**Work order 1:** From the article on MedStar Health's proposed building, list every road or route it names, each one once.
**Work order 2:** In the article on MedStar Health's proposed building, rewrite the stretch from "A layout schematic" through "of the site.", swapping "medical facility" for "health center".

**Passage for review:**
--------------------
MedStar Health's proposed new health care building

A layout schematic of the site for MedStar Health's proposed new health care building at Route 924 and Plumtree Road in the Bel Air South community. (Courtesy of MedStar Health / December 18, 2012)

MedStar Health's plan to build a $30 million medical facility on the outskirts of Bel Air, at Emmorton and Plumtree roads, cleared nearly every aspect of a Harford County Development Advisory Committee review Wednesday morning.

The one exception was the proposed traffic plan for a key intersection south of the site.

Committee member Rich Zeller, regional engineer for the State Highway Administration's Access Management Division, said SHA officials have expressed concerns over a proposal to remove "the side street split phasing" at the intersection of Route 24 and Wheel Road, about a mile southwest of the MedStar site.
--------------------
**Data extracts:**
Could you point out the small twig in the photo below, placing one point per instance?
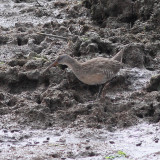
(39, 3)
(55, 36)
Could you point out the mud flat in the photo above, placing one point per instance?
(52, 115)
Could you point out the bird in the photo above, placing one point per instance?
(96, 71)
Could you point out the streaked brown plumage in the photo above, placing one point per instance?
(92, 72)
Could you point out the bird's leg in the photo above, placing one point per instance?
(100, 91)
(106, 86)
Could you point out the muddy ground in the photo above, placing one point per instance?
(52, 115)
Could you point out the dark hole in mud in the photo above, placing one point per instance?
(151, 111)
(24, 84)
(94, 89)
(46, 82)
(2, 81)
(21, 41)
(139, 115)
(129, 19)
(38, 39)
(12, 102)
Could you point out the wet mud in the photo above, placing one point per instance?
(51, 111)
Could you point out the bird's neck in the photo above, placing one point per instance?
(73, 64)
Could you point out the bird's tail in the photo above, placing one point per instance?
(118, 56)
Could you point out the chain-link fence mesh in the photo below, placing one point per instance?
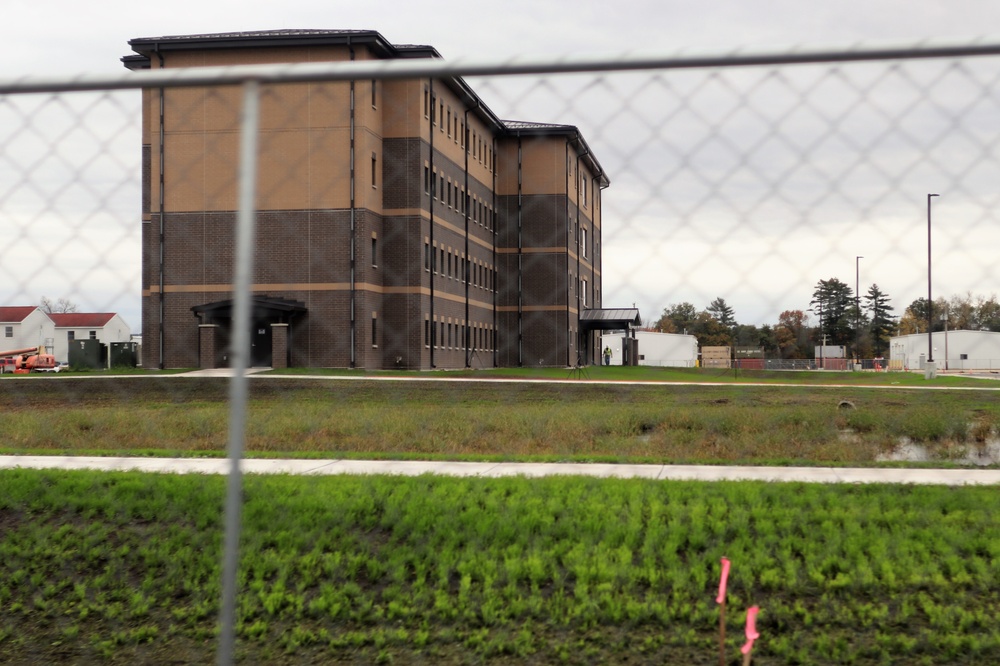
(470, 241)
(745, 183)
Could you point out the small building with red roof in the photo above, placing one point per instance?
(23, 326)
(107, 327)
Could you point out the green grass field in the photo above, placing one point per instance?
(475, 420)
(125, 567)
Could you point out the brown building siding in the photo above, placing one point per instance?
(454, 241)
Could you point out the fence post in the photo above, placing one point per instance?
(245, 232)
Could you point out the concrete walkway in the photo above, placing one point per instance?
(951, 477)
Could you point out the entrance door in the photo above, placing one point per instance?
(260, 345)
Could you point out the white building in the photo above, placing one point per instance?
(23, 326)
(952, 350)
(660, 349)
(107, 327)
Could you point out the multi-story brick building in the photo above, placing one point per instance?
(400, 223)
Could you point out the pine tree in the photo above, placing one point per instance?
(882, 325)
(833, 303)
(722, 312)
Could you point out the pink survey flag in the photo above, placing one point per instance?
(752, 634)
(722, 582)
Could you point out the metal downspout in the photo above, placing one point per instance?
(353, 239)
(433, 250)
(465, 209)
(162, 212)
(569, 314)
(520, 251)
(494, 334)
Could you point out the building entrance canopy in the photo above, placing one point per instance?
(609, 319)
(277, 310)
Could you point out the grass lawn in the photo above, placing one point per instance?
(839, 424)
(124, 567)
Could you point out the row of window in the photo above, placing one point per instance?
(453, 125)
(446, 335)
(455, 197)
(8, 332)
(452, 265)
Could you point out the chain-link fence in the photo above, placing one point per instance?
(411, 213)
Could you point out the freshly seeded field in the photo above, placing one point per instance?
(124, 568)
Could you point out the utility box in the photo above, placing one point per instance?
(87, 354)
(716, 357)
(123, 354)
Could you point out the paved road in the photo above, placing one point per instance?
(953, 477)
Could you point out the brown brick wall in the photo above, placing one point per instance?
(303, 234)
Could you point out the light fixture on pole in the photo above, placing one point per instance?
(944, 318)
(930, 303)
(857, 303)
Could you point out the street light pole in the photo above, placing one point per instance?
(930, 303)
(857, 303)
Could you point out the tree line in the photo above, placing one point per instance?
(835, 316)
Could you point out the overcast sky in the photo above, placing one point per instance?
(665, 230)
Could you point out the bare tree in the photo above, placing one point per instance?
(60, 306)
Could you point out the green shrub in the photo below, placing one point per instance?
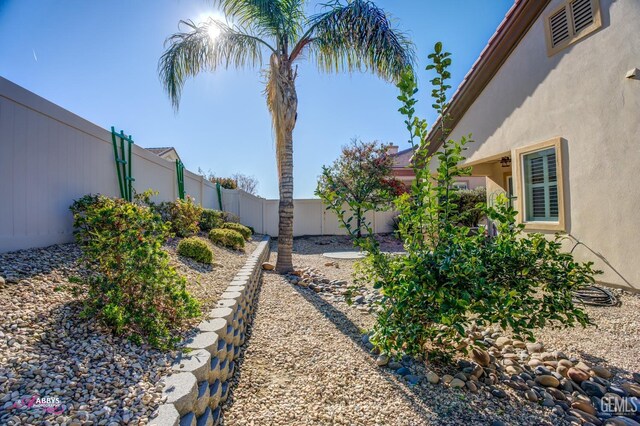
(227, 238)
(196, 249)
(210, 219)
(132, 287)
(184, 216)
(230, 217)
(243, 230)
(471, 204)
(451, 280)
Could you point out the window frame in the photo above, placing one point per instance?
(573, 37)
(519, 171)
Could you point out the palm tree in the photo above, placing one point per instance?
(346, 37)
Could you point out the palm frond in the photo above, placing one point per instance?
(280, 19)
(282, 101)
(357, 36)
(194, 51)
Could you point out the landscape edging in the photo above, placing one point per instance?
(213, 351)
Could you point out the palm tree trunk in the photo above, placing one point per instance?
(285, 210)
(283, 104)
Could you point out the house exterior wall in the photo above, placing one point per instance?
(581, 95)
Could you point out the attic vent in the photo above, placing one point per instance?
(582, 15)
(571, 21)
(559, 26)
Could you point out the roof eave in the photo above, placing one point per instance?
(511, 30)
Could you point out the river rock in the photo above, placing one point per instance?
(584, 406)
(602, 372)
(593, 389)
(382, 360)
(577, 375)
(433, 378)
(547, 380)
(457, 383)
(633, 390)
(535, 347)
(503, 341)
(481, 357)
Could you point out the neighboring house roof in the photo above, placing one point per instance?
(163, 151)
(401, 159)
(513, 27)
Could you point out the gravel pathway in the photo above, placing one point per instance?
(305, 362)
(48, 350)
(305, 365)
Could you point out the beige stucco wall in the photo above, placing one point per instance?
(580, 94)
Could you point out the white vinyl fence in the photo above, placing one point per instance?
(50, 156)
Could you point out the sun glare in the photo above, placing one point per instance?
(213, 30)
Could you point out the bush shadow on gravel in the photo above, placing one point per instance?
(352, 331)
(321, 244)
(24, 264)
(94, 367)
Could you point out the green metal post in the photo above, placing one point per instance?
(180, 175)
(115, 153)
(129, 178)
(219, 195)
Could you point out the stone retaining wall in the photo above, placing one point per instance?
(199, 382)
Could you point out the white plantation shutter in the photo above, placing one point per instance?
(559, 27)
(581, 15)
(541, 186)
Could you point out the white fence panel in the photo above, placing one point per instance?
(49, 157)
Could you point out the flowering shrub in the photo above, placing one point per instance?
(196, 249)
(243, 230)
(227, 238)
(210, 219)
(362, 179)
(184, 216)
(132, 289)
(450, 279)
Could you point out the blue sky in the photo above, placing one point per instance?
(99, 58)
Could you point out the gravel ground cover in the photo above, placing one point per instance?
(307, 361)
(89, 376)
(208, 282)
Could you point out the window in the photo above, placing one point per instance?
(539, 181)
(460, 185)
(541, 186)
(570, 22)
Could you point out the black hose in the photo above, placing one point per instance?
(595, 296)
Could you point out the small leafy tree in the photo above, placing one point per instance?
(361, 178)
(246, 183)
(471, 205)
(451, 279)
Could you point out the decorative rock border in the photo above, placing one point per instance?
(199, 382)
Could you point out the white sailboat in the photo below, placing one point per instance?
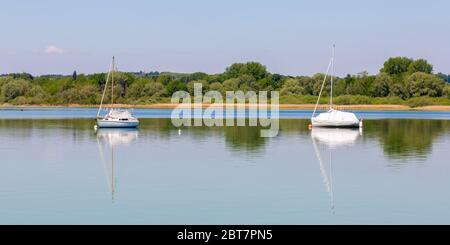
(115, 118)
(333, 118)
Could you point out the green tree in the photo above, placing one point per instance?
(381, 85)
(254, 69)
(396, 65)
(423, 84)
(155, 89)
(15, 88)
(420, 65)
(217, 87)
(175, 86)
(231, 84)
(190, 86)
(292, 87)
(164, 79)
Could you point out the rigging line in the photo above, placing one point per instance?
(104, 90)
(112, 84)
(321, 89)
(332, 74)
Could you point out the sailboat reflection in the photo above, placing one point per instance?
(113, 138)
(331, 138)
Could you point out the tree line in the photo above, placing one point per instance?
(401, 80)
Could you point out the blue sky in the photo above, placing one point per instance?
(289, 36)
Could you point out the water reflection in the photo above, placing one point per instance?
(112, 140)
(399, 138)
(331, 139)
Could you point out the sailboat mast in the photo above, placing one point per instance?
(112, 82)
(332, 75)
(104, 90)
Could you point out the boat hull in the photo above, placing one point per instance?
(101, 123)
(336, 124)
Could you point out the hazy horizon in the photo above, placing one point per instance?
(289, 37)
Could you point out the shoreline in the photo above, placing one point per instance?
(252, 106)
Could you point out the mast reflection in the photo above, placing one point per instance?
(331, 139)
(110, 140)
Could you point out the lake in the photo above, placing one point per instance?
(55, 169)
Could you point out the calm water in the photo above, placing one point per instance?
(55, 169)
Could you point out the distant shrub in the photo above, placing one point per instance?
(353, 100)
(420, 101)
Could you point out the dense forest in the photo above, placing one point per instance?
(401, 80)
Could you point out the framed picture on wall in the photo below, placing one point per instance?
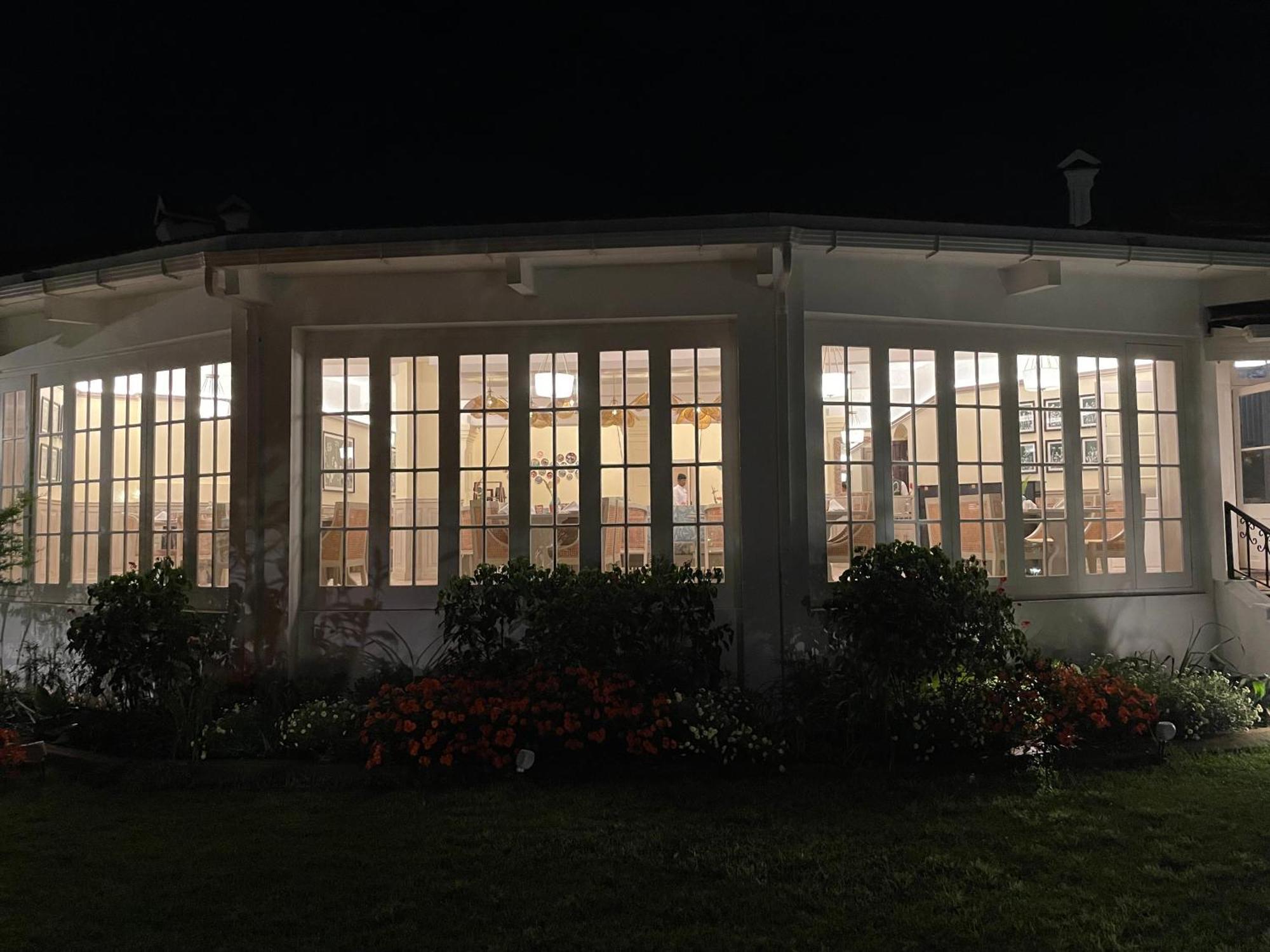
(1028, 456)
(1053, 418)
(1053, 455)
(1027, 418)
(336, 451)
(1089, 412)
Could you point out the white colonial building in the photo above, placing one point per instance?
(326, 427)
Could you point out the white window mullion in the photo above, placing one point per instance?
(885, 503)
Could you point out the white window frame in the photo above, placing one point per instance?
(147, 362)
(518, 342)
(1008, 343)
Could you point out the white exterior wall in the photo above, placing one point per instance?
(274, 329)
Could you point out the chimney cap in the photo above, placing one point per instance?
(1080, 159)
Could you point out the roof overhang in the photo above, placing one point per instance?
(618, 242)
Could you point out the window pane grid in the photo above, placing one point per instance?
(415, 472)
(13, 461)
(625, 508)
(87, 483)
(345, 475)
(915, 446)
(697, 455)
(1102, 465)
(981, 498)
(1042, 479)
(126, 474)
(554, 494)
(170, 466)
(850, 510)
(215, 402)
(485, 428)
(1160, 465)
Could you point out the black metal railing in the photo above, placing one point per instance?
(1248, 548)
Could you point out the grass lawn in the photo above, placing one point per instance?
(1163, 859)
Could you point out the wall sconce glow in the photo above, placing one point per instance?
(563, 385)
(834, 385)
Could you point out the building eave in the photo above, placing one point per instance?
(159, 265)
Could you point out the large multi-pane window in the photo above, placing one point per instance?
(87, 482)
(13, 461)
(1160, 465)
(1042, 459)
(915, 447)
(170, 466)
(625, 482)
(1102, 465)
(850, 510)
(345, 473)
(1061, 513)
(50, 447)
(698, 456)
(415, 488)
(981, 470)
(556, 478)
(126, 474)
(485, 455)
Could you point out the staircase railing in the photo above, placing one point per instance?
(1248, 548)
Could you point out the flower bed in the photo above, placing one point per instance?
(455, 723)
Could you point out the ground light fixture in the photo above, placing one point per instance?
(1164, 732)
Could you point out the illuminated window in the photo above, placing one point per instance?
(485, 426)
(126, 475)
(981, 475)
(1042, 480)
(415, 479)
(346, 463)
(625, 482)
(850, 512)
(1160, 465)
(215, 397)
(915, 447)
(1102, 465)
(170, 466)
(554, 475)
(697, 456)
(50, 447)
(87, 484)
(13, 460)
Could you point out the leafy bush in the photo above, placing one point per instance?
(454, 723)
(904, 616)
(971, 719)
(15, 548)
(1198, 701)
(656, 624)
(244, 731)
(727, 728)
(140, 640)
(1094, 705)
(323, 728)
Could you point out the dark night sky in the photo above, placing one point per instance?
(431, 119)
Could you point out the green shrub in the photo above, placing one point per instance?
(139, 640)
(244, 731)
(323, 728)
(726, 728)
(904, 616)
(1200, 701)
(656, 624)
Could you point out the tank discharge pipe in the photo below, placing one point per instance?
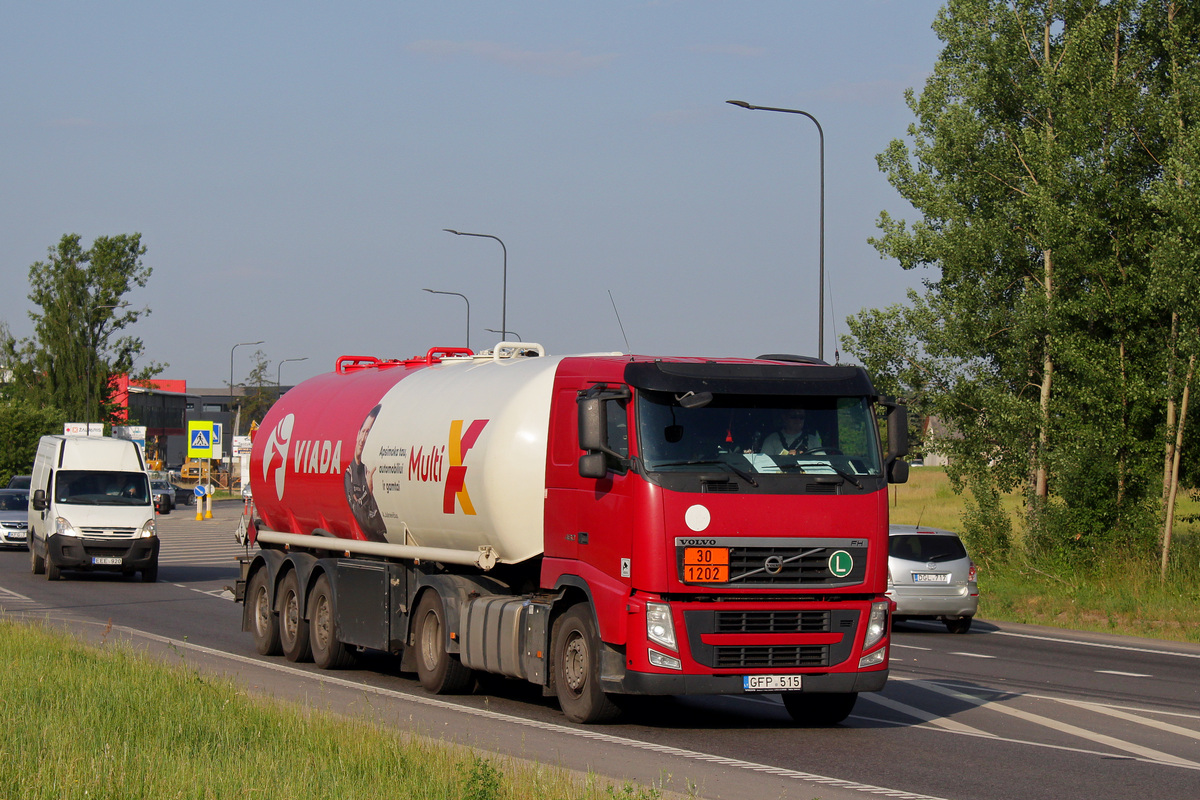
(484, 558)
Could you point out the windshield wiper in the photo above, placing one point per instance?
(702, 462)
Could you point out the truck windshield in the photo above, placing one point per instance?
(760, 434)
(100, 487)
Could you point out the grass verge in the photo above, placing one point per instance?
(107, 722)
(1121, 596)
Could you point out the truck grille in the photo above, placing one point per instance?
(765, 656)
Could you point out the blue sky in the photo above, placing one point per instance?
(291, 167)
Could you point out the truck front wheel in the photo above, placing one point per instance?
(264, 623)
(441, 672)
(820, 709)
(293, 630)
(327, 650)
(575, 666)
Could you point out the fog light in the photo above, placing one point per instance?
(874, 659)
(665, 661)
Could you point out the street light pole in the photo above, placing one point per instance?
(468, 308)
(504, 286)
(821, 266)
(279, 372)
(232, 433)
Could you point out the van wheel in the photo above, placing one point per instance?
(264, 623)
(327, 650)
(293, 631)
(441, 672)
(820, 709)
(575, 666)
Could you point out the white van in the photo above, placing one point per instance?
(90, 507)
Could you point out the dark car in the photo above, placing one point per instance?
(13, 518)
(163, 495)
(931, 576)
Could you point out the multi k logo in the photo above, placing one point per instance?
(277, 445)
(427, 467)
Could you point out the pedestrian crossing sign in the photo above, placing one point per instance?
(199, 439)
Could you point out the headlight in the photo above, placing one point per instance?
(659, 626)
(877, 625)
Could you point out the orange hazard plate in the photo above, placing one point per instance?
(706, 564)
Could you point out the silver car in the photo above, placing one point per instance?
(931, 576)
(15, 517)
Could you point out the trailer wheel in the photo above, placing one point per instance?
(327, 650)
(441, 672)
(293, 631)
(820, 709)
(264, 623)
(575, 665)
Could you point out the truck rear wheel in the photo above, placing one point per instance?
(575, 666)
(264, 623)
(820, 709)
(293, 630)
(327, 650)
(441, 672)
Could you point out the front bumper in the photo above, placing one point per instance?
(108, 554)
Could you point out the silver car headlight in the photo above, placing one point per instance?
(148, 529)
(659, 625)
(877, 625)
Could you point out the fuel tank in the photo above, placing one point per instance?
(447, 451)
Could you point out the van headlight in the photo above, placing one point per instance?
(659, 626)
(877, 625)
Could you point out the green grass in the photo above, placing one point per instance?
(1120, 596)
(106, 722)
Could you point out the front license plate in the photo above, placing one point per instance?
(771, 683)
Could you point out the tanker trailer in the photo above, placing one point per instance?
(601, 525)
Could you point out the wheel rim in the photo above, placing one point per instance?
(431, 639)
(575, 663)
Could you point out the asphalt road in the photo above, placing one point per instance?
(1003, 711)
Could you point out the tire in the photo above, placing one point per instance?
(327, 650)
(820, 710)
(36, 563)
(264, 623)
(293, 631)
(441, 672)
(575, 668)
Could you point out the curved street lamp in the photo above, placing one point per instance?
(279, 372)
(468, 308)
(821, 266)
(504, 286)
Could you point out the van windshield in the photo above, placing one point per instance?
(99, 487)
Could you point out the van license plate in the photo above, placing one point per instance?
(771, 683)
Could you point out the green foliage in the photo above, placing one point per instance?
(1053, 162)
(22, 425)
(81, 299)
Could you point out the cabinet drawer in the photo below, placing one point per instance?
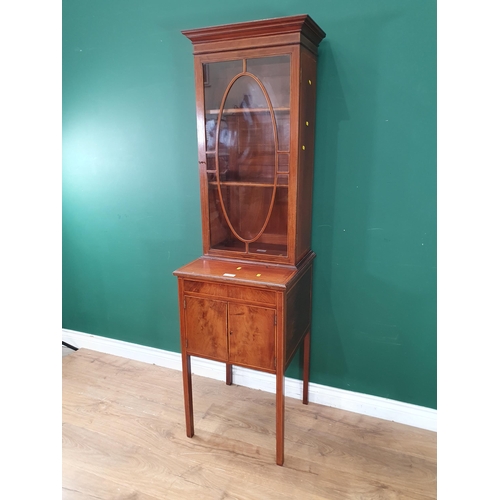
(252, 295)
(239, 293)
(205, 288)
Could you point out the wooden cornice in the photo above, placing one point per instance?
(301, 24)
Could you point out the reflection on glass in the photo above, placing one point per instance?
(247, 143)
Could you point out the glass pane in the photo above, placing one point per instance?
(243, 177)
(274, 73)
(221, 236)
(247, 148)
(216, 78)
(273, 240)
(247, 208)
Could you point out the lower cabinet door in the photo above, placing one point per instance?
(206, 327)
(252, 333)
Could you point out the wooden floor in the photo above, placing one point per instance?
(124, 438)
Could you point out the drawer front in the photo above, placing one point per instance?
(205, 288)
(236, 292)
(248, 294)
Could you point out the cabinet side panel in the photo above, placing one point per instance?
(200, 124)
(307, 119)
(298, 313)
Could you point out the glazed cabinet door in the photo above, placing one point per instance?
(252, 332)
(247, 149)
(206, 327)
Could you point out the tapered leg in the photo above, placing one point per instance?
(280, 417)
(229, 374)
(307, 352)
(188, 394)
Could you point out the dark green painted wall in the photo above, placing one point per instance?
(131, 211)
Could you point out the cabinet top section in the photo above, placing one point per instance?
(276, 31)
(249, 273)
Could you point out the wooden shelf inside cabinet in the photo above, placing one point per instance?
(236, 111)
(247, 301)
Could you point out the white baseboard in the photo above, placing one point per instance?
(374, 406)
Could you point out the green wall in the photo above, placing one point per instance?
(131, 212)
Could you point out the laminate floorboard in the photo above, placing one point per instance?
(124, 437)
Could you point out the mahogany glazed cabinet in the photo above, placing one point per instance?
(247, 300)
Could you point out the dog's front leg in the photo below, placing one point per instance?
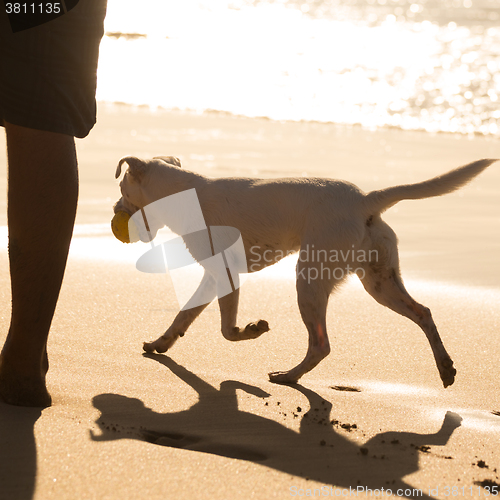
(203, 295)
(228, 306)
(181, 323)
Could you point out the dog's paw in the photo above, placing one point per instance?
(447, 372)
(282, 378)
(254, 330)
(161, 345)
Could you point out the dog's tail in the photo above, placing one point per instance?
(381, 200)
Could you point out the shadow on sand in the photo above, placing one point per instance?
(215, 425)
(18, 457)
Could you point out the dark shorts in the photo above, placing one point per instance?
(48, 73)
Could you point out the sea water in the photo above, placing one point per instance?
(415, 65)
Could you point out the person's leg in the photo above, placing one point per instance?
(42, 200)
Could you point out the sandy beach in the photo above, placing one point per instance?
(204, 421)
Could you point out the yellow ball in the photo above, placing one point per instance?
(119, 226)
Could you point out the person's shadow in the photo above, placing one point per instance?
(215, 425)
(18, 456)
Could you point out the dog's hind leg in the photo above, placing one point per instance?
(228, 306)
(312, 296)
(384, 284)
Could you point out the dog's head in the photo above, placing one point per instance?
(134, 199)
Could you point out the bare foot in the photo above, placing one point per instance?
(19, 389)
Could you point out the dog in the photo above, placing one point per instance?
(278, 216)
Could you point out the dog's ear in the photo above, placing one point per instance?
--------------------
**Reply 1:** Route 924, Plumtree Road, Emmorton Road, Route 24, Wheel Road

**Reply 2:**
A layout schematic of the site for MedStar Health's proposed new health care building at Route 924 and Plumtree Road in the Bel Air South community. (Courtesy of MedStar Health / December 18, 2012)

MedStar Health's plan to build a $30 million health center on the outskirts of Bel Air, at Emmorton and Plumtree roads, cleared nearly every aspect of a Harford County Development Advisory Committee review Wednesday morning.

The one exception was the proposed traffic plan for a key intersection south of the site.